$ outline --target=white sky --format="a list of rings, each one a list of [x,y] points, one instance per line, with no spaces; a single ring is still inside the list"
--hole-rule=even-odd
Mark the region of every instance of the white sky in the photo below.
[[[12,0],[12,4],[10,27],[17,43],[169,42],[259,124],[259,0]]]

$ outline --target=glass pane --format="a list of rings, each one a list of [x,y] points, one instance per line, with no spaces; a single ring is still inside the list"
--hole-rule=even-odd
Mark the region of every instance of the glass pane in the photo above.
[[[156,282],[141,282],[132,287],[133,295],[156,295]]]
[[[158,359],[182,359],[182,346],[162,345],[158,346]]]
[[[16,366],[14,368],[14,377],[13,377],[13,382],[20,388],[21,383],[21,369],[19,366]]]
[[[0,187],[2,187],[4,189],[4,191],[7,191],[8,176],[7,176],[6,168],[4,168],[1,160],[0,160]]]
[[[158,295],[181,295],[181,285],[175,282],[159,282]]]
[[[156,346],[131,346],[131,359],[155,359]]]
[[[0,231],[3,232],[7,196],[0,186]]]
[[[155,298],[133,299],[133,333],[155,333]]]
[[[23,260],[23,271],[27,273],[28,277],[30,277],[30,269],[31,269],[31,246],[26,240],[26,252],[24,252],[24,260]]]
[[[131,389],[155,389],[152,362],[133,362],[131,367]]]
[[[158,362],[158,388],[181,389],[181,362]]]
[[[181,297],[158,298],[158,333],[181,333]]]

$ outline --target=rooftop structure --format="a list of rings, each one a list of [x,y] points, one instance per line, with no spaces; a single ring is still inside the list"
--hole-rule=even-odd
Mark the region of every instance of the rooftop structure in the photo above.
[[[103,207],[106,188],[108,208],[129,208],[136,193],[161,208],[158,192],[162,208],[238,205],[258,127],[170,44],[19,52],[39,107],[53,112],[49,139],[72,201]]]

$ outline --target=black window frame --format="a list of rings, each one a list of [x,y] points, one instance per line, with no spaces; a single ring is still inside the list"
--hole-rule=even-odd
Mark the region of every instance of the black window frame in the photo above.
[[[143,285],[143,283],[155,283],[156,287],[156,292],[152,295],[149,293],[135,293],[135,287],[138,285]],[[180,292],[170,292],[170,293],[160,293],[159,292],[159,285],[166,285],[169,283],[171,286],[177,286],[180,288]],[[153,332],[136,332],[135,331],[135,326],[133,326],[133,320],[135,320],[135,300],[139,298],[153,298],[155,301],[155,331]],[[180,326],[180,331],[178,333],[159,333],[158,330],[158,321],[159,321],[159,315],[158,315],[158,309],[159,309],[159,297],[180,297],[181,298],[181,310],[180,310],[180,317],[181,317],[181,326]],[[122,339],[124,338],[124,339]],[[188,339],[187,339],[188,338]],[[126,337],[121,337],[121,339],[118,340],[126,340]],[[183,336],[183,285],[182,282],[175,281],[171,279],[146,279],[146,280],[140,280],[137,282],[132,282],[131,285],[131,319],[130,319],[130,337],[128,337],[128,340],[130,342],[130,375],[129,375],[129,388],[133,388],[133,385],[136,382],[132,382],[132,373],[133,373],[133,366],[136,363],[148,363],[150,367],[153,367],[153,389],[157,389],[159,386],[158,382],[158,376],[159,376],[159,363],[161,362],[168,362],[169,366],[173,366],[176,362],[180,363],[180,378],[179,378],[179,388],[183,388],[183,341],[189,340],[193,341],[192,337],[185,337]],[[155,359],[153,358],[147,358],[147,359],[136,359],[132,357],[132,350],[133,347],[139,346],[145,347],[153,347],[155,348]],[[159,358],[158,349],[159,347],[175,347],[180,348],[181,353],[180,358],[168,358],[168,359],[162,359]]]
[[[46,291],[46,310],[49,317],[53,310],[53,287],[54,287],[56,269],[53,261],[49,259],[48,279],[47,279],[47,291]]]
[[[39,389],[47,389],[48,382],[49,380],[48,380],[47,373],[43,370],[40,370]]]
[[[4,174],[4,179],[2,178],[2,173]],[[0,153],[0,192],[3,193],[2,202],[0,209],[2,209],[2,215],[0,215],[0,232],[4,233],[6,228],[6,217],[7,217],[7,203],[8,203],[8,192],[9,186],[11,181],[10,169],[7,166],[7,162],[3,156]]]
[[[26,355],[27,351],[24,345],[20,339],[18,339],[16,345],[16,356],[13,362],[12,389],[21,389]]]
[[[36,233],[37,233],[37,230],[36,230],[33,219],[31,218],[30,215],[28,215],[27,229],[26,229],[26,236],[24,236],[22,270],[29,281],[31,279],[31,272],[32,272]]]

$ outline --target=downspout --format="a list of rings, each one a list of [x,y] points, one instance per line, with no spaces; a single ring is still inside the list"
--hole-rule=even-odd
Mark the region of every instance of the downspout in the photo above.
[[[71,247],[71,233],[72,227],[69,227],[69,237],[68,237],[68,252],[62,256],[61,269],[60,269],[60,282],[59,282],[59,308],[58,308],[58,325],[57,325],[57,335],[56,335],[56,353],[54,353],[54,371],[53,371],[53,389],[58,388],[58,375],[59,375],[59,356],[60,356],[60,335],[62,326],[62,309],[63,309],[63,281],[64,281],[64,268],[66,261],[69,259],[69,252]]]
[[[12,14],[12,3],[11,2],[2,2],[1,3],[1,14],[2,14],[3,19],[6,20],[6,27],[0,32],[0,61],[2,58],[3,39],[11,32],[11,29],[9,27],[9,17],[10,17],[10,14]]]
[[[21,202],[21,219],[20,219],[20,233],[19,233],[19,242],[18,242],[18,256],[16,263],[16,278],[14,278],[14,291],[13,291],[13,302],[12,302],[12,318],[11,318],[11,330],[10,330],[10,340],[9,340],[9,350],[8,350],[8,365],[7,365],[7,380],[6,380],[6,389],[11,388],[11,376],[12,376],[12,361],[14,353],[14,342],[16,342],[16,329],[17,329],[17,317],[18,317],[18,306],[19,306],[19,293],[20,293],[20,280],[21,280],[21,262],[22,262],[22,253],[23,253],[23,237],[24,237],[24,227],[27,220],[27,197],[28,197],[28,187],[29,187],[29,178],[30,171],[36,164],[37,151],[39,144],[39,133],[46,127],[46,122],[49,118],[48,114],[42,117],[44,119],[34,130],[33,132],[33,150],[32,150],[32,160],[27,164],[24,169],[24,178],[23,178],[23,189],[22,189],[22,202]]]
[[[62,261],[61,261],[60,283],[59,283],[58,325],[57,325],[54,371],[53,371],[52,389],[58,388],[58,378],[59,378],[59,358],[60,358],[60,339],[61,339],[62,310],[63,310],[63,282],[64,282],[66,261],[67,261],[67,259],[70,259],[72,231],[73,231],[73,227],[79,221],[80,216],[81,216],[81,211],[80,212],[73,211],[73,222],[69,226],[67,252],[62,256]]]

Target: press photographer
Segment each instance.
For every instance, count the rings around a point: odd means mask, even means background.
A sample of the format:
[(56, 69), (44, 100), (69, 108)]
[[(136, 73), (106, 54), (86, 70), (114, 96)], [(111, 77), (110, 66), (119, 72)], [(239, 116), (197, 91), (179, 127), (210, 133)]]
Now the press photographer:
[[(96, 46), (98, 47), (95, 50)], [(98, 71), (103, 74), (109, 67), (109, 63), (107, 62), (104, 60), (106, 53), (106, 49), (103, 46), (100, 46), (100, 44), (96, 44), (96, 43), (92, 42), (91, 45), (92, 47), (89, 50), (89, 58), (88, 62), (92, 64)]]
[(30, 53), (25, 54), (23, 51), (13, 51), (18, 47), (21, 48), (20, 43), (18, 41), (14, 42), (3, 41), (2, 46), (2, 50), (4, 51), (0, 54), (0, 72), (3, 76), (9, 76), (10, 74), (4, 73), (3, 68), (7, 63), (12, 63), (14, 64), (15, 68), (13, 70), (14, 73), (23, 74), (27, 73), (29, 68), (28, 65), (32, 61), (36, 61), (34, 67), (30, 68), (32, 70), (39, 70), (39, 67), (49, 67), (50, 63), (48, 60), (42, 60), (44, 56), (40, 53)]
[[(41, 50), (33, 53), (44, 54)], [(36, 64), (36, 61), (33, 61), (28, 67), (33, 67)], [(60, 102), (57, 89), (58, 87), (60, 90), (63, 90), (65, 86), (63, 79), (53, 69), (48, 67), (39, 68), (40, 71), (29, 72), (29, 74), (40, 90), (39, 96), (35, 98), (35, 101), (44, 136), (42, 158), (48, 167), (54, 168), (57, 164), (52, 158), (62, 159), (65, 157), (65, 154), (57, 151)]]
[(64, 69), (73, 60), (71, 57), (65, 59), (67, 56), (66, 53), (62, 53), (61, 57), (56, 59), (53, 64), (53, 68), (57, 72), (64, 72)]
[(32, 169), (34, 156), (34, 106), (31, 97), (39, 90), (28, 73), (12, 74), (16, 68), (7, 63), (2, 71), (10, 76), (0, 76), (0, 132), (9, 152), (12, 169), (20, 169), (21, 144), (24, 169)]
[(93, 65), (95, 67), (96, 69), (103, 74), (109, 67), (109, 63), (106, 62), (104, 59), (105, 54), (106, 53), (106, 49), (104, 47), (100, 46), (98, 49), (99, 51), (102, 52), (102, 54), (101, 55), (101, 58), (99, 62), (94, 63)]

+++++

WORK TO COMPLETE. Can you render the stretch of the rows that opens with the line containing "outline --target=black window" and closes with the line containing "Mark the region of every instance of the black" as a JSON list of strings, one string per line and blank lines omitted?

RESPONSE.
[
  "$ outline --target=black window frame --format=\"a list of rings, each one a list of [x,y] points, one instance per line, with no spaces; a single ring is still inside the list\"",
  "--hole-rule=even-odd",
  "Mark the region of every instance of the black window frame in the photo above."
]